**What you need to do:** Repeat the material below exactly, line for line.

**Data to process:**
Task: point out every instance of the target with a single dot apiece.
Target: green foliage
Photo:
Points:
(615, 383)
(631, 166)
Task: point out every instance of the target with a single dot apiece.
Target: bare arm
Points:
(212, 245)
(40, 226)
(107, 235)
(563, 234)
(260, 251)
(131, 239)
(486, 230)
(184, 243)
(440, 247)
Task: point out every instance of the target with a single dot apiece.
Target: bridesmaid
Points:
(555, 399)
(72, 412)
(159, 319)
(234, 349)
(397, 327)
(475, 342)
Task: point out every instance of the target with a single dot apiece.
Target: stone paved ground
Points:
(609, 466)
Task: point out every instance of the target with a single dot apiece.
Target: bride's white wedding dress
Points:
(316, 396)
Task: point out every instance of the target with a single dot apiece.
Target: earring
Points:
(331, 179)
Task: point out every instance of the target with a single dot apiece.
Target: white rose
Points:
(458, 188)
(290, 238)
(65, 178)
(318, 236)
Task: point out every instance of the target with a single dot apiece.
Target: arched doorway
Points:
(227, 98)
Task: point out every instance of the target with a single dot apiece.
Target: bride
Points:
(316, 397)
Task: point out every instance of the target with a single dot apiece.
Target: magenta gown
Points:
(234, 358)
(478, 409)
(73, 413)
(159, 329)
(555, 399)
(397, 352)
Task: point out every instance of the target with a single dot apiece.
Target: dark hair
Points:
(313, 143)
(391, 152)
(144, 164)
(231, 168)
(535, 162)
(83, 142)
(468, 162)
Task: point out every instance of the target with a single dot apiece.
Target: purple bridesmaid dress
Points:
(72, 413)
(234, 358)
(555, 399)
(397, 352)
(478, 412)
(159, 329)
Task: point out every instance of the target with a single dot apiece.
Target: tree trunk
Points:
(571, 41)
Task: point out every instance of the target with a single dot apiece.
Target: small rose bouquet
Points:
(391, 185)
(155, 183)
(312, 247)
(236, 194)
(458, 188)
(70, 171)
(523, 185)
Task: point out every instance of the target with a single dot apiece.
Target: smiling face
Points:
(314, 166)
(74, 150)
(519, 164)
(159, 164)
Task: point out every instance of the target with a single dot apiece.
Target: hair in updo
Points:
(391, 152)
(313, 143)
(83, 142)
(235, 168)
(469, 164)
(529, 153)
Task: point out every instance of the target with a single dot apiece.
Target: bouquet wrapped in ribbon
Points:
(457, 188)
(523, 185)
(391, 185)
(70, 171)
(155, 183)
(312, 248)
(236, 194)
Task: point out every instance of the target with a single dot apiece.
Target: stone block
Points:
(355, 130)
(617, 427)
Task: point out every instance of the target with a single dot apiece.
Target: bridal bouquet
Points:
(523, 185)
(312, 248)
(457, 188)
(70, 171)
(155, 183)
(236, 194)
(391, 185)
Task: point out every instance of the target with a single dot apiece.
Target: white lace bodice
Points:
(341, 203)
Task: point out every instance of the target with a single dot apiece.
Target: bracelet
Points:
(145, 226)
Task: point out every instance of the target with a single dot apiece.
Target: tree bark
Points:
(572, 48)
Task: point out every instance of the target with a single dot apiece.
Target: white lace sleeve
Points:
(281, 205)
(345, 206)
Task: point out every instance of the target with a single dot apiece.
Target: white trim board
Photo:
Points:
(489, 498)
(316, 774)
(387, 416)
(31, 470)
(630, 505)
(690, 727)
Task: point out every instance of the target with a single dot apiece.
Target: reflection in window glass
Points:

**Full solution:**
Task: point out every instance of the target with a single dot apiece.
Target: green foliage
Photo:
Points:
(615, 383)
(631, 166)
Task: point out every instance of the target with a single dot apiece.
Target: bare arm
Points:
(212, 245)
(40, 226)
(107, 235)
(563, 234)
(260, 251)
(131, 239)
(486, 230)
(184, 243)
(440, 247)
Task: point out every instance of the target with a single dot apiece.
Target: bridesmaid
Points:
(555, 399)
(72, 412)
(159, 319)
(234, 349)
(397, 327)
(475, 342)
Task: point out every instance of the target with a single dot apiece.
Target: stone paved ground
Points:
(609, 466)
Task: point out every instance of the target with a single dot apiece.
Target: bride's white wedding dress
Points:
(316, 396)
Task: point out every instance of the target with a single dot apiece.
Target: earring
Points:
(331, 179)
Task: point out every instance of the target with a single dot apiece.
Target: white rose
Points:
(458, 188)
(290, 238)
(65, 178)
(318, 236)
Task: point out every instance of the target with a single dot apiece.
Target: arched doorway
Points:
(227, 98)
Task: point out every instance of the target with a single dot apiece.
Target: bride
Points:
(316, 397)
Task: point out every instance of the target with a single dot apiece.
Target: magenta gown
Points:
(234, 358)
(478, 409)
(73, 413)
(159, 329)
(555, 399)
(397, 352)
Task: point out every instance of the target with a single dot apiece.
Target: dark hair
Points:
(313, 143)
(391, 152)
(144, 164)
(231, 168)
(535, 162)
(83, 142)
(468, 162)
Task: point out every instance of the target with a single dot apiece.
Target: purple bridesmaid dress
Points:
(72, 413)
(234, 358)
(555, 399)
(397, 352)
(478, 412)
(159, 329)
Task: point out every instance of the target with a single dot apiece.
Target: tree trunk
Points:
(571, 41)
Task: point out every instance of the target with a single dot apiece.
Target: small rose bouquet
Points:
(391, 185)
(155, 183)
(312, 247)
(236, 194)
(458, 188)
(70, 171)
(523, 185)
Task: point out every instance of the target with a single dot apiece.
Target: smiling face
Points:
(314, 166)
(74, 150)
(519, 164)
(159, 164)
Task: point out every instance of the target with a single dot apiece.
Target: hair in updo
Points:
(391, 152)
(313, 143)
(83, 142)
(235, 168)
(469, 164)
(529, 153)
Task: point out every instance of the target with a single dot apiece.
Target: bouquet wrapped in ribbon
Points:
(457, 188)
(523, 185)
(391, 185)
(70, 171)
(155, 183)
(312, 248)
(236, 194)
Task: point out every instance of the target with a single dot apiece.
Target: stone block
Points:
(355, 130)
(617, 427)
Task: point out every instance of the target with a single dot apiece.
Target: bridal bouquet
Points:
(523, 185)
(312, 248)
(457, 188)
(70, 171)
(155, 183)
(236, 194)
(391, 185)
Task: point out every instance of the target with a single dot apiece.
Target: white lace bodice
Points:
(341, 203)
Task: point out every instance of the target with a single dot apiece.
Target: bracelet
Points:
(145, 226)
Task: point out every instance of the target with a single dot apiece.
Target: tree bark
Points:
(572, 48)
Task: point out every instance of the target with a single dot apiece.
Target: white lace sleeve
Points:
(281, 205)
(345, 206)
Task: point out every instance of the target with a single dot apiece.
Target: white trim board
Photo:
Points:
(489, 498)
(316, 774)
(387, 416)
(31, 470)
(630, 505)
(690, 727)
Task: point out every instance of the target with a single dot apiece.
Target: reflection in window glass
Points:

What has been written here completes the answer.